*** Input for this task Section Begins ***

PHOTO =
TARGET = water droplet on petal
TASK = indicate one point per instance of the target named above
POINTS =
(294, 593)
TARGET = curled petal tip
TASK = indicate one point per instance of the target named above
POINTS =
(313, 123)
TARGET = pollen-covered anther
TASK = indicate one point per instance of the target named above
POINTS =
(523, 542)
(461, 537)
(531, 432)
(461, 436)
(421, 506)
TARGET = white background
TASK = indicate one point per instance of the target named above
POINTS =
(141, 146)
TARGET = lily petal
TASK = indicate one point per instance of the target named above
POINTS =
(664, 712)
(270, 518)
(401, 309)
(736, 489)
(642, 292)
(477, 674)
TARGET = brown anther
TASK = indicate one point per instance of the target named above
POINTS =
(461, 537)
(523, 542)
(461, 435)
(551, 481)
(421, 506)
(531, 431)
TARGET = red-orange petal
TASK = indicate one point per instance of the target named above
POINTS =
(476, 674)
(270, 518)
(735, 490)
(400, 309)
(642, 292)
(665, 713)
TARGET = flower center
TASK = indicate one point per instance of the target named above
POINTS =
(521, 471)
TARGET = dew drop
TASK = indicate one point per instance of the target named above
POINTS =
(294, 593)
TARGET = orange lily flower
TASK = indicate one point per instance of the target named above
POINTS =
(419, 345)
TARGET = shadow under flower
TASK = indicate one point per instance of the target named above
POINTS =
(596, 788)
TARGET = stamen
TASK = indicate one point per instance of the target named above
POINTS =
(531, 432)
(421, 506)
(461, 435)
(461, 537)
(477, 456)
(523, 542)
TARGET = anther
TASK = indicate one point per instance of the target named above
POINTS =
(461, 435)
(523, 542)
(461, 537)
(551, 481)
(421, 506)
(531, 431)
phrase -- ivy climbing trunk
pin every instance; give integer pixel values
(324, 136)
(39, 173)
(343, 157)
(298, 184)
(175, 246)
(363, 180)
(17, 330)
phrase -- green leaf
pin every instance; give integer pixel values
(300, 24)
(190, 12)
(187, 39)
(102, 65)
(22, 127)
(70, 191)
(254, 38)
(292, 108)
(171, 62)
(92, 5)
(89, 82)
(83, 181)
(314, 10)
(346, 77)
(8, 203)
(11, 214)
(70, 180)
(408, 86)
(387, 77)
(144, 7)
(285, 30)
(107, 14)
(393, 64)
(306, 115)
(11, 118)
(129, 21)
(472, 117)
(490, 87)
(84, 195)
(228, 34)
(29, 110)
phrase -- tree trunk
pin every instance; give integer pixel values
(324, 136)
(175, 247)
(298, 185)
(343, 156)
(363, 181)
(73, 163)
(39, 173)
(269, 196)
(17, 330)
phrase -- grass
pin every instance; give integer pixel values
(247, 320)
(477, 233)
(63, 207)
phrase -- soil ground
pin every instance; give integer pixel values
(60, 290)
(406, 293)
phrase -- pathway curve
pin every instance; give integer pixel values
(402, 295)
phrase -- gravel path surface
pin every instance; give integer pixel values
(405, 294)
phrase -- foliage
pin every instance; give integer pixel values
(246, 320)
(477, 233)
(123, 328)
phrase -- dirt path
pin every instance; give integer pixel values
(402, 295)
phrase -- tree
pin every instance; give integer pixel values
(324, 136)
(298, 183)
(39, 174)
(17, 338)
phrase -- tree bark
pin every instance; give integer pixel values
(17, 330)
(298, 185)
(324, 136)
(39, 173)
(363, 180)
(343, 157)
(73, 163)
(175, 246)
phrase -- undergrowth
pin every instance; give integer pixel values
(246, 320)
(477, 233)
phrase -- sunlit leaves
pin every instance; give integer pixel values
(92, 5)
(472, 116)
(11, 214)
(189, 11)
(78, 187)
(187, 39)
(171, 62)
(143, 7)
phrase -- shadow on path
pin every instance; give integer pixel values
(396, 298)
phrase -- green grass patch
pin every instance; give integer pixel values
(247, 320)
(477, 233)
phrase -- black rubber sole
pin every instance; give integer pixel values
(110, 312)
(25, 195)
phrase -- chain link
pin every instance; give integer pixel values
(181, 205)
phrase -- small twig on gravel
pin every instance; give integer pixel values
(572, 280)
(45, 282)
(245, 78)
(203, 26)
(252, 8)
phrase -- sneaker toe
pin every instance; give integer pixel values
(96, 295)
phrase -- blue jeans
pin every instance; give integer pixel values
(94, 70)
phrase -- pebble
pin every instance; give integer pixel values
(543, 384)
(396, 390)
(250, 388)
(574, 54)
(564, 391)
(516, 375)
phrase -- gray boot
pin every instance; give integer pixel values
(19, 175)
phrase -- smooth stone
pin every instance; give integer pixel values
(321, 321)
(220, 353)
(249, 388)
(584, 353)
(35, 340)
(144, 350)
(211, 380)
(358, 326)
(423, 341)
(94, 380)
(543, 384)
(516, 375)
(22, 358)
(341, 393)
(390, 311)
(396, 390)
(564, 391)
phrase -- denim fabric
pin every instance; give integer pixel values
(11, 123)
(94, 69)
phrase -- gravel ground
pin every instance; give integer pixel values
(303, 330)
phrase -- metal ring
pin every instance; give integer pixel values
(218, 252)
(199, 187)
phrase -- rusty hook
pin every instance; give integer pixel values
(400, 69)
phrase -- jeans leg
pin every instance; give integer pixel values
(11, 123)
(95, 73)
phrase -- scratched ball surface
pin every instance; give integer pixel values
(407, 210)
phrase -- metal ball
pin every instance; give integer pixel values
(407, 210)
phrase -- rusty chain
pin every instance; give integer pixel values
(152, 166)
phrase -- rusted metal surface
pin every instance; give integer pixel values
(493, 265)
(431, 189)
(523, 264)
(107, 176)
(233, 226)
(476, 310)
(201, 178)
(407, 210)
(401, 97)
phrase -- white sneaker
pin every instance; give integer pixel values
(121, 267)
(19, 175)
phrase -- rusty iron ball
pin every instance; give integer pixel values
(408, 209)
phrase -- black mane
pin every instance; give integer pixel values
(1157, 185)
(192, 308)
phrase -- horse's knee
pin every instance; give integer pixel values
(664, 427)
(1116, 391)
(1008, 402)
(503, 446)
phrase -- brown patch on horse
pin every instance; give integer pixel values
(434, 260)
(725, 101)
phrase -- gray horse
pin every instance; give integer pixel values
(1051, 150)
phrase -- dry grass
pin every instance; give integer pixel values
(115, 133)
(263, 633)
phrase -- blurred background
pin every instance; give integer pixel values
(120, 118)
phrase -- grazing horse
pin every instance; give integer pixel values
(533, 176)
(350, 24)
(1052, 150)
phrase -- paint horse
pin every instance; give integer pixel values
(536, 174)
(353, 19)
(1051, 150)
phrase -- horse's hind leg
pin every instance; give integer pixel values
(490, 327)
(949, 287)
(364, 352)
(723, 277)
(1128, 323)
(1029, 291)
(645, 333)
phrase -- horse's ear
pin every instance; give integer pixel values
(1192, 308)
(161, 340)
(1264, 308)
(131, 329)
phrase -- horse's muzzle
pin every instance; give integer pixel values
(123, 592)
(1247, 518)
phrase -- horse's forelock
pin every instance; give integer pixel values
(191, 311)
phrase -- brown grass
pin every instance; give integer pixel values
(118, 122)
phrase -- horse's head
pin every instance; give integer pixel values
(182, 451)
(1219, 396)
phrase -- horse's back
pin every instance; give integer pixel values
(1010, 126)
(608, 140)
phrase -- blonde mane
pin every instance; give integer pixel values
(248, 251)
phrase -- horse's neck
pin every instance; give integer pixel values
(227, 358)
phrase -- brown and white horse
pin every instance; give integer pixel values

*** Input for this task Section Ends ***

- **Problem description**
Only the lines above from the line containing "TARGET = pollen-covered anther" through the line containing "TARGET = lily petal" should be retyped, exactly and with both ends included.

- **Task response**
TARGET = pollen-covered anther
TASK = indicate one point per instance of the target named above
POINTS =
(523, 542)
(461, 537)
(531, 432)
(461, 436)
(421, 506)
TARGET = white background
TASK = indicate one point per instance of the target named above
POINTS =
(141, 146)
TARGET = lily petal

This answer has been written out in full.